Each line with the word "foliage" must appear in the answer, copied from the records.

Start of SUPPLIED MATERIAL

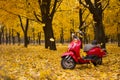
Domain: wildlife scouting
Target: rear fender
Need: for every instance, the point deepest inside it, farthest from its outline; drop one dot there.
(71, 54)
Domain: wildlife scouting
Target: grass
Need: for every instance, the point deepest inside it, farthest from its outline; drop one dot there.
(37, 63)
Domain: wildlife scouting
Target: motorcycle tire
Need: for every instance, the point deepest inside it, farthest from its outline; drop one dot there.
(68, 63)
(97, 61)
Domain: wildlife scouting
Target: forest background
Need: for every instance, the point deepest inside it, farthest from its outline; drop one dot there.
(22, 21)
(25, 25)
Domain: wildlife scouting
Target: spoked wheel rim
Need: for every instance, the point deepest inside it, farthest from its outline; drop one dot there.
(68, 63)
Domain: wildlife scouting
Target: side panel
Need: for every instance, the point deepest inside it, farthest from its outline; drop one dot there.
(70, 54)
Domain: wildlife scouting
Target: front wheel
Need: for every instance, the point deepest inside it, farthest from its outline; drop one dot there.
(97, 61)
(68, 63)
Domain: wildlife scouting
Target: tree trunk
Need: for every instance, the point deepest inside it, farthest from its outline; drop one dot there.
(26, 41)
(39, 38)
(0, 37)
(18, 36)
(99, 29)
(48, 32)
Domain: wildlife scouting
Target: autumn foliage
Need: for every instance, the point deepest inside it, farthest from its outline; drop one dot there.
(37, 63)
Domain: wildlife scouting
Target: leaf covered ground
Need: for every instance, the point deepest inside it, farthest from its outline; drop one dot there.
(37, 63)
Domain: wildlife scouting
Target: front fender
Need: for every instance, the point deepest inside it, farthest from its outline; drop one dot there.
(70, 53)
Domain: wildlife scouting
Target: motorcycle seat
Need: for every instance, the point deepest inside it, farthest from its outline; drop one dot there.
(88, 47)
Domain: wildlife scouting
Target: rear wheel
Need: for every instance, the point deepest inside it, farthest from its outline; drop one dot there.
(68, 63)
(97, 61)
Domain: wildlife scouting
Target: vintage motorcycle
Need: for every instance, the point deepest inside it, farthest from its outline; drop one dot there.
(72, 57)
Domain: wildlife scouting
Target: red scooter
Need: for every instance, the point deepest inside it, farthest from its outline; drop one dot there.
(72, 57)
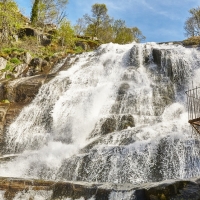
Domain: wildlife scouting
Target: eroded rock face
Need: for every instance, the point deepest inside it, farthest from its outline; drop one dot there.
(14, 188)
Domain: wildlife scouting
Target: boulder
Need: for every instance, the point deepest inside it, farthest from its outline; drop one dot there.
(126, 121)
(108, 126)
(3, 63)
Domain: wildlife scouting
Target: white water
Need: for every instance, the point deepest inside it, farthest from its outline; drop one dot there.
(70, 110)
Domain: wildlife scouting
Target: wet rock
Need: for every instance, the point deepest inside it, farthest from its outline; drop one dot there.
(166, 190)
(157, 56)
(83, 45)
(108, 126)
(126, 121)
(3, 63)
(134, 57)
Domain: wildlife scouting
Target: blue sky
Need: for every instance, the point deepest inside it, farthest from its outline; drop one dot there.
(159, 20)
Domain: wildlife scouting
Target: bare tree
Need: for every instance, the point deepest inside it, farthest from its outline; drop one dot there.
(10, 20)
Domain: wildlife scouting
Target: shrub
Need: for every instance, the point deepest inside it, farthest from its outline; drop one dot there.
(15, 61)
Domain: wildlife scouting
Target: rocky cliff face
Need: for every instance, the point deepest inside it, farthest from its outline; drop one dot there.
(114, 115)
(13, 188)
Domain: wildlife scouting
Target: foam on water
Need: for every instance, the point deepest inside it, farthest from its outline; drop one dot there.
(60, 134)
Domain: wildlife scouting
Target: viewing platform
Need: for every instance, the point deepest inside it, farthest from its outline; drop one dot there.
(193, 103)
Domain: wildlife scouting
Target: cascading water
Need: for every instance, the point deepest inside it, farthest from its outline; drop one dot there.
(116, 115)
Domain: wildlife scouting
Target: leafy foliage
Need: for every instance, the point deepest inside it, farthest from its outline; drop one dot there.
(34, 12)
(100, 26)
(50, 11)
(11, 20)
(66, 34)
(192, 24)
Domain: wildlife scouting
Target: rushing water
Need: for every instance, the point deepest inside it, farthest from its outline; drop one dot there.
(118, 114)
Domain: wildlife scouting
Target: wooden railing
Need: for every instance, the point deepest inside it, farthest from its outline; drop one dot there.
(193, 103)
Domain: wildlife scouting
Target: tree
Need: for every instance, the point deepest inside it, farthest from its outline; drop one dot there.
(11, 20)
(80, 26)
(49, 11)
(34, 12)
(98, 19)
(192, 24)
(124, 35)
(66, 34)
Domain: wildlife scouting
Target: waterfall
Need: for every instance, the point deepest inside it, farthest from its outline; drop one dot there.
(118, 115)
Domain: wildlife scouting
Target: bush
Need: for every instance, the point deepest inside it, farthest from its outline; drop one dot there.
(15, 61)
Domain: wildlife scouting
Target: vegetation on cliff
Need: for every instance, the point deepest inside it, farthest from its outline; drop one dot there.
(192, 27)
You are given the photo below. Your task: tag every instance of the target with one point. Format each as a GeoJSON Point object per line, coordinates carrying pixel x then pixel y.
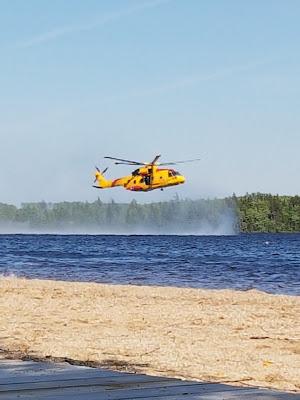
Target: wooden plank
{"type": "Point", "coordinates": [117, 392]}
{"type": "Point", "coordinates": [48, 381]}
{"type": "Point", "coordinates": [107, 382]}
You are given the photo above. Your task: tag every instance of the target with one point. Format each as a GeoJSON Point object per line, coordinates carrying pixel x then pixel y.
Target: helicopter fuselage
{"type": "Point", "coordinates": [143, 179]}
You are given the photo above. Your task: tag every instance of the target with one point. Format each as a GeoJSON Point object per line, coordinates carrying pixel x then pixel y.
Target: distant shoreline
{"type": "Point", "coordinates": [252, 213]}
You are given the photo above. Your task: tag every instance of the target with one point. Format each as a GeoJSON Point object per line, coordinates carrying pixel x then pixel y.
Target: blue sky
{"type": "Point", "coordinates": [215, 79]}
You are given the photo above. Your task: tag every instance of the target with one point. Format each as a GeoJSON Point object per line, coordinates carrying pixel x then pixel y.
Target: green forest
{"type": "Point", "coordinates": [250, 213]}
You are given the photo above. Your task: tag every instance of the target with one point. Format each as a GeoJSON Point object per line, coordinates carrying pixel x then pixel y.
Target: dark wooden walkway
{"type": "Point", "coordinates": [61, 381]}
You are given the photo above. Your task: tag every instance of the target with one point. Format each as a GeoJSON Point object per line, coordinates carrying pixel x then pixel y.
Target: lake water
{"type": "Point", "coordinates": [268, 262]}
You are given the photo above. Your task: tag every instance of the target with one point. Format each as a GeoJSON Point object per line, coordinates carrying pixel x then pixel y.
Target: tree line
{"type": "Point", "coordinates": [250, 213]}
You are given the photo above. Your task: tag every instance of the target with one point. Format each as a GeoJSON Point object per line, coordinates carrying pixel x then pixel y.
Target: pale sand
{"type": "Point", "coordinates": [248, 338]}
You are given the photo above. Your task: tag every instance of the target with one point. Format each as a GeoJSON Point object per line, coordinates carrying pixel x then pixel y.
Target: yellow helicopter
{"type": "Point", "coordinates": [148, 176]}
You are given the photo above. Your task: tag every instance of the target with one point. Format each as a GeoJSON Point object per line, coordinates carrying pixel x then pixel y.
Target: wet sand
{"type": "Point", "coordinates": [243, 338]}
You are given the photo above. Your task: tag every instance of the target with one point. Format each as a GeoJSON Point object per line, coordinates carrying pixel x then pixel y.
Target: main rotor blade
{"type": "Point", "coordinates": [125, 161]}
{"type": "Point", "coordinates": [155, 159]}
{"type": "Point", "coordinates": [180, 162]}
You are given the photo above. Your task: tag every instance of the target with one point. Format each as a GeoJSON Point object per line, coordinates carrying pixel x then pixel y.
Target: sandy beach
{"type": "Point", "coordinates": [243, 338]}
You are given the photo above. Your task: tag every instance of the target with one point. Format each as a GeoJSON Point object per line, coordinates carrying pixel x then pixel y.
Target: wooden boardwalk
{"type": "Point", "coordinates": [62, 381]}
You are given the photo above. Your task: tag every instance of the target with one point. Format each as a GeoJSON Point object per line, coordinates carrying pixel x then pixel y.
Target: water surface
{"type": "Point", "coordinates": [268, 262]}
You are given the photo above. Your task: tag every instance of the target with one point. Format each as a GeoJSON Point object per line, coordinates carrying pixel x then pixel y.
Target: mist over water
{"type": "Point", "coordinates": [202, 217]}
{"type": "Point", "coordinates": [269, 262]}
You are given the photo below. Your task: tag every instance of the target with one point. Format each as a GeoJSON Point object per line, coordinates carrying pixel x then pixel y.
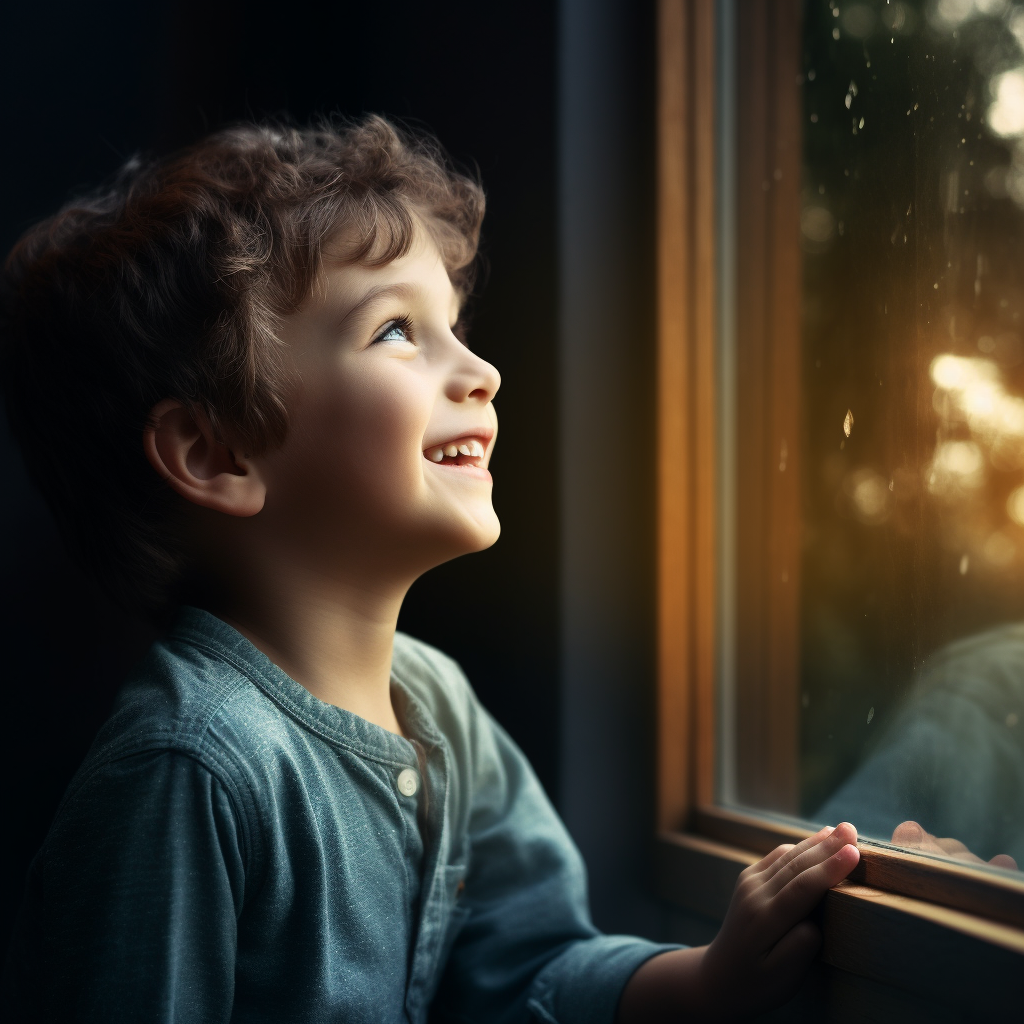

End of SUPPLIED MATERIAL

_WRITTEN SOLUTION_:
Target: autumn foliage
Target: leafy foliage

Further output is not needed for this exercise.